— START Passage given —
Today we share the cover for Justina Robson‘s upcoming new science fiction novel, THE GLORIOUS ANGELS! Due to be published by Gollancz in the UK, in March 2015, it is a major new novel from the Arthur C. Clarke Award-winning author, and a major event for next year’s sci-fi calendar. Here’s the synopsis, for what promises to be an exciting and philosophical novel…
The groundbreaking new novel from one of the genre’s most respected authors: a thrilling mix of science, magic and sexual politics.
On a world where science and magic are hard to tell apart, a stranger arrives in a remote town with news of political turmoil to come. And a young woman learns that she must free herself from the role she has accepted.
— END Passage given —
— START Records —
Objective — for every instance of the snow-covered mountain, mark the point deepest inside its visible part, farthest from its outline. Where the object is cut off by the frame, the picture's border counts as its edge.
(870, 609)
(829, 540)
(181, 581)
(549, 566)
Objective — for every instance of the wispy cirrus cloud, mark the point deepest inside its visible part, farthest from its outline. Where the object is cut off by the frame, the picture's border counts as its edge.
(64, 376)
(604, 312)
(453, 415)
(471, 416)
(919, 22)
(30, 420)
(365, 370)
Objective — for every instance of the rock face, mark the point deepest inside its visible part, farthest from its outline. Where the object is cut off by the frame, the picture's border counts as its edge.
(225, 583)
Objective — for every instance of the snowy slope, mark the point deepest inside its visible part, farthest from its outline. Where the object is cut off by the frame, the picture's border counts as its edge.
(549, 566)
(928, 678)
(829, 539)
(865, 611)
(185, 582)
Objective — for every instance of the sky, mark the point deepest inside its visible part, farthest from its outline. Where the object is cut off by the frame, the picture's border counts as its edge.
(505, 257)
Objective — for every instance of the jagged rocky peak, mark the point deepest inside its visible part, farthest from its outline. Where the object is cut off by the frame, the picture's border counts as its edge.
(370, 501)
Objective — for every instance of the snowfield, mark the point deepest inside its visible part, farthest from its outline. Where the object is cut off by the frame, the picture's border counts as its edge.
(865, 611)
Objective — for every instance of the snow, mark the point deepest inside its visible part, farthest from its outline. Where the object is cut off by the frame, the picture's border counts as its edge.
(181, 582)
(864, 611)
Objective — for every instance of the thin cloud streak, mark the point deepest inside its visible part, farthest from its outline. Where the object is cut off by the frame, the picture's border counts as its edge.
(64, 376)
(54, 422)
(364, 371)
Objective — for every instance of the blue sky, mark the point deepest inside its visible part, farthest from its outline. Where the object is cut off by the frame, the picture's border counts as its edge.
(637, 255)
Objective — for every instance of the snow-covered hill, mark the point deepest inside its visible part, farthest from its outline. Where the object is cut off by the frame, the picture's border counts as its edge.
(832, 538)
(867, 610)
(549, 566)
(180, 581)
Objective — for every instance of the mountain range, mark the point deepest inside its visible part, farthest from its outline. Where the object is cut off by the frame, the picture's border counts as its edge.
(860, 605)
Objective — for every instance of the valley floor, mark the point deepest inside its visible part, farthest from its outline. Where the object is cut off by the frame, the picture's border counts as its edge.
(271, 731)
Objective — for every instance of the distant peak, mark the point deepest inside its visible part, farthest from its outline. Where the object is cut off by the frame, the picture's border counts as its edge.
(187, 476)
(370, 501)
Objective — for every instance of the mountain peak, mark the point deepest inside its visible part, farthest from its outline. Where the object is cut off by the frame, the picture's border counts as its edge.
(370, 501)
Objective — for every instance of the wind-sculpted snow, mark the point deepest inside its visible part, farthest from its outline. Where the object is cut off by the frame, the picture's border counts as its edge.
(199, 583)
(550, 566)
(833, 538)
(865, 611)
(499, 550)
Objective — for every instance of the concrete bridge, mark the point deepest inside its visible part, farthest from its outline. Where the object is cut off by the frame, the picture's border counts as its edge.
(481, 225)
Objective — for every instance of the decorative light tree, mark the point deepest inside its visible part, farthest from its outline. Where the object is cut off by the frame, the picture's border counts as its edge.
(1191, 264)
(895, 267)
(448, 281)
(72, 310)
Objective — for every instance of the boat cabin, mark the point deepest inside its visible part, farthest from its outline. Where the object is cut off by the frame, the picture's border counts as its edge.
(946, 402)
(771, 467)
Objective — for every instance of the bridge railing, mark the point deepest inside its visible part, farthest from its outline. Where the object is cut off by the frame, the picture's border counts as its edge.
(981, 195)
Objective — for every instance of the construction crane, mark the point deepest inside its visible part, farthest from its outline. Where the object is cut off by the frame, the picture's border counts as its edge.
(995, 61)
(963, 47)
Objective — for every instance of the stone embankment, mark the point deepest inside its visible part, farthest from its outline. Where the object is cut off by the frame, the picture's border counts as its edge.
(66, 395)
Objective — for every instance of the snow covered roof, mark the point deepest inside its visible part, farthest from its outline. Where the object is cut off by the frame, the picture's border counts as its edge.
— END Records —
Repeat the part of the cover announcement starting with "Today we share" and going on through "and sexual politics.", word for word. The rows are separate material and stand apart from the cover announcement.

• **Correct output**:
Today we share the cover for Justina Robson‘s upcoming new science fiction novel, THE GLORIOUS ANGELS! Due to be published by Gollancz in the UK, in March 2015, it is a major new novel from the Arthur C. Clarke Award-winning author, and a major event for next year’s sci-fi calendar. Here’s the synopsis, for what promises to be an exciting and philosophical novel…
The groundbreaking new novel from one of the genre’s most respected authors: a thrilling mix of science, magic and sexual politics.